- Aim of the task
Each line in the records below, from the one that contains "Where can you spot the green" to the one that contains "Where can you spot the stove", should be reproduced exactly, the first and last included.

Stored data entries:
*****

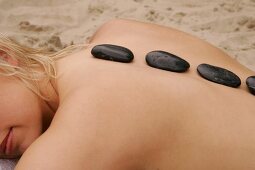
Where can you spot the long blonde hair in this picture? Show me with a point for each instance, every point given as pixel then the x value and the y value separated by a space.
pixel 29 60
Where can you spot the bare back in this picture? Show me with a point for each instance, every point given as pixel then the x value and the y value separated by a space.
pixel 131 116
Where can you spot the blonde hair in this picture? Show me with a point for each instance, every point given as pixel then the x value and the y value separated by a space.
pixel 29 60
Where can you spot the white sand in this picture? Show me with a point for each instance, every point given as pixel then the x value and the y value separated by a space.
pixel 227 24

*****

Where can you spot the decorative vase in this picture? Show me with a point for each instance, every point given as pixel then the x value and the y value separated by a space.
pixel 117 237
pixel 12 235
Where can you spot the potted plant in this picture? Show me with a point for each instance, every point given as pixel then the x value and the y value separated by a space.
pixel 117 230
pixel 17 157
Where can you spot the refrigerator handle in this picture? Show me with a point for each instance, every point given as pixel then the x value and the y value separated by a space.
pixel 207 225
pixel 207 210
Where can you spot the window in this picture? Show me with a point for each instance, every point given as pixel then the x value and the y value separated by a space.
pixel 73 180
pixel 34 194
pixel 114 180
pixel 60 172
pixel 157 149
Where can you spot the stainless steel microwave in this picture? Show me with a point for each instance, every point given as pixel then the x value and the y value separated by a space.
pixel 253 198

*****

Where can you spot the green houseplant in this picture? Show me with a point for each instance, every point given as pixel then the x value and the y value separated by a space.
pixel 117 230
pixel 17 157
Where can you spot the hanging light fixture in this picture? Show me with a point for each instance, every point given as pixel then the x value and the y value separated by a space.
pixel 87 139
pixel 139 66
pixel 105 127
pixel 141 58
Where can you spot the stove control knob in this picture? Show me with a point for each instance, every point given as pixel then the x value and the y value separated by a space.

*****

- Task output
Where can you spot the green houseplant in this picture? Show me with a point for each instance, every point given as pixel then the x value and the y value separated by a space.
pixel 117 230
pixel 17 157
Where can you spot the hanging light fixture in this picture? Show me with a point for each instance, every point given as pixel then the x value and the y value separated by a space.
pixel 87 139
pixel 139 66
pixel 105 127
pixel 141 58
Where can you spot the stove control knob in this picture? Show me with a point for each instance, every point given as pixel then the x value and the y value separated by a space.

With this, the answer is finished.